## Selected text
* * *
The performance impact of adding an L1 cache is directly related to its efficiency or hit rate, and repeated cache misses can have a catastrophic impact on overall CPU performance. Since L1 sits at the top of cache hierarchy, we see the problem of minimizing cache misses at the L1 level particularly important for references to levels below and for the execution speed as a whole. Hence, we investigate the effect of changing the size of L1I -L1 Instruction and L1D -L1 Data Caches in full system simulation on an X86 architecture. We aim to use the Freqmine benchmark workload program from the PARSEC suite which fall under the Financial Analysis and the Data Mining application domain respectively. We hypothesize that the fluctuations in the sizes of L1I -L1 Instruction and L1D -L1 Data caches has a principal effect on the system which rightfully affects the hit rate , the miss rates, and the penalty metrics of the processor. We expect the following changes by changing the L1I and the L1D data caches, the hit rate ideally should increase with the increase in the caches sizes as the hit rate is directly proportional to the cache sizes. Owing to the same logic, we also hypothesize that the miss rate decreases as we increase the size of the caches in the processor system. For a more detailed analysis, we investigated the stats.txt file from the Freqmine workload program benchmark from the PARSEC benchmark suite. Following are our system specifications per the project guidelines for achieving full, as well as extra credit:
• Built and simulated on personal computer instead of using pre-built libraries on shared system Eustis.
* * *
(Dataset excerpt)

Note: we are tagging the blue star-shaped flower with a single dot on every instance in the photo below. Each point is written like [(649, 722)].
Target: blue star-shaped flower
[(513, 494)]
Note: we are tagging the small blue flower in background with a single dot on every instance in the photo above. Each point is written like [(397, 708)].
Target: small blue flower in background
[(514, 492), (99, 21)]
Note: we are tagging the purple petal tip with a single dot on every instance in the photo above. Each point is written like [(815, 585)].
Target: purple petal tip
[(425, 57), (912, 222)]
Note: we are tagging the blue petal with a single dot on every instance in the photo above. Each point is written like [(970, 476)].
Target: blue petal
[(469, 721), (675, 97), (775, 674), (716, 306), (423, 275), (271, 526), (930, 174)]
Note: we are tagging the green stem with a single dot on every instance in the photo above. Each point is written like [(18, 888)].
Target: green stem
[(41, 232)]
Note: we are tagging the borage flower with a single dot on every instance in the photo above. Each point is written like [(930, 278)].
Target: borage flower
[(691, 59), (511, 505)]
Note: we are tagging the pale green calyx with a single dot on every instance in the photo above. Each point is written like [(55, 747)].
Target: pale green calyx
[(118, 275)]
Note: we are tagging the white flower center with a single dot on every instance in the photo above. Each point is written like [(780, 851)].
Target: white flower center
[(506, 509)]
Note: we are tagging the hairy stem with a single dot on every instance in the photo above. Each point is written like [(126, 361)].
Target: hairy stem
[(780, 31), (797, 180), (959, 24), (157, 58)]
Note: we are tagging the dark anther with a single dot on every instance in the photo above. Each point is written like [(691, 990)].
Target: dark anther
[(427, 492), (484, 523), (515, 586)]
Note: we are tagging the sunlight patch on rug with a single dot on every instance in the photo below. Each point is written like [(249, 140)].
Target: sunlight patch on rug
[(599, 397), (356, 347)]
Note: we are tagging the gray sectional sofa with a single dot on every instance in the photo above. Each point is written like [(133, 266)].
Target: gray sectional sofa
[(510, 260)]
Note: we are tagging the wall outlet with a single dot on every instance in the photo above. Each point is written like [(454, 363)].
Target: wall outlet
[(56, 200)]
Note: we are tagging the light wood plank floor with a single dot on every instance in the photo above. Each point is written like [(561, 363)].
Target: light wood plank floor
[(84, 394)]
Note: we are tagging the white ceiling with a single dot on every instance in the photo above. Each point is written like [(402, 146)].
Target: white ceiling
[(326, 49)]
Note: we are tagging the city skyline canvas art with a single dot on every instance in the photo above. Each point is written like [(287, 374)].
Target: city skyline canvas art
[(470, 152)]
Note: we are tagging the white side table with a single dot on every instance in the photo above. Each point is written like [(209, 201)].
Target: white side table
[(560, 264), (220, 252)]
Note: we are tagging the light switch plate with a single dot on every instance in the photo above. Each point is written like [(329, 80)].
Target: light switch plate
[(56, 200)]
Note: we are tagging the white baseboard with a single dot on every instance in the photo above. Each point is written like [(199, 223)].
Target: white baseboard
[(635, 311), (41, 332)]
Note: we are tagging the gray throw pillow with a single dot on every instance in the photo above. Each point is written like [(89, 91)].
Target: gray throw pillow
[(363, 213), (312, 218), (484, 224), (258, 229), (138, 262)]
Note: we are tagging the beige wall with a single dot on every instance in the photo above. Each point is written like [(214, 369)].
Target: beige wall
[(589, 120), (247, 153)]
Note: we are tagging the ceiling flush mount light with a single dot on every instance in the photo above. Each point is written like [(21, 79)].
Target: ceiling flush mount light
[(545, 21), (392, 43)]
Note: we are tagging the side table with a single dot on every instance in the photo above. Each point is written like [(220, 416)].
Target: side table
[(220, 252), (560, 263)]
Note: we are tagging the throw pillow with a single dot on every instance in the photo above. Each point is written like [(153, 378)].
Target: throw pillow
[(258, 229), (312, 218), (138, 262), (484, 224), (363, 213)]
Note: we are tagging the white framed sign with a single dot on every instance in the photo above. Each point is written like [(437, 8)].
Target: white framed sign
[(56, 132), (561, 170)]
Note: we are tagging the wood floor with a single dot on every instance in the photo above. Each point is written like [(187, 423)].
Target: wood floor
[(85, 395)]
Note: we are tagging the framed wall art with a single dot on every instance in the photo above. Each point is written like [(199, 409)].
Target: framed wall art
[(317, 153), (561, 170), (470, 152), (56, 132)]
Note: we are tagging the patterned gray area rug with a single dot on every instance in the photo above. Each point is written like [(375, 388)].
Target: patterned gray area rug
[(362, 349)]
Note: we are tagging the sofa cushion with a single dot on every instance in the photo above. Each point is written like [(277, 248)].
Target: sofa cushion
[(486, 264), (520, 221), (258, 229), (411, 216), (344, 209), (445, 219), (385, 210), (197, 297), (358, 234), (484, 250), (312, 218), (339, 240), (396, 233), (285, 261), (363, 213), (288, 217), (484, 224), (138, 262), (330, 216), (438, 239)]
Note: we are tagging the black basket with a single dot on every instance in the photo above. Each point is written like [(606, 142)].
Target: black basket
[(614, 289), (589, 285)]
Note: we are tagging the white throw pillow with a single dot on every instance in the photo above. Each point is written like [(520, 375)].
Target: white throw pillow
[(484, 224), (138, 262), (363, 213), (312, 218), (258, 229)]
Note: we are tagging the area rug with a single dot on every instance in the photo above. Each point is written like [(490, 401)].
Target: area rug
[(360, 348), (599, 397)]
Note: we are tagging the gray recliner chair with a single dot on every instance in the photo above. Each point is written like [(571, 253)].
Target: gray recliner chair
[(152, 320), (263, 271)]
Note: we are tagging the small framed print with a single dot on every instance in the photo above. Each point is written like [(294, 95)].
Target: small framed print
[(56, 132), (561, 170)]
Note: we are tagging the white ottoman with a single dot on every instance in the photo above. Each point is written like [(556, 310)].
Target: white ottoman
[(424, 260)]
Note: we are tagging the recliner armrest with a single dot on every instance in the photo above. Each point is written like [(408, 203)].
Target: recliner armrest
* * *
## The request
Pick up the report on L1 cache sizes after its last line and continue it.

## Exercise output
• Full System Linux X86 simulation instead of System-call Emulation.
• O3 CPU for out-order, pipelined, and multi-processor execution instead of simpler CPUs.
• Ruby memory model for better flexibility in cache-based systems.
• Used standardized PARSEC benchmark.
• Computed Confidence Interval based statistics after running a huge number of experiments (> 500).
This report is organized as follows: we mention previous works in the next section. Then we briefly describe introduce the previous two phases: PP1 -Options, PP2 -Experiment Design. Later sections focus on the experiment result statistical analysis and the conclusions drawn from this empirical study.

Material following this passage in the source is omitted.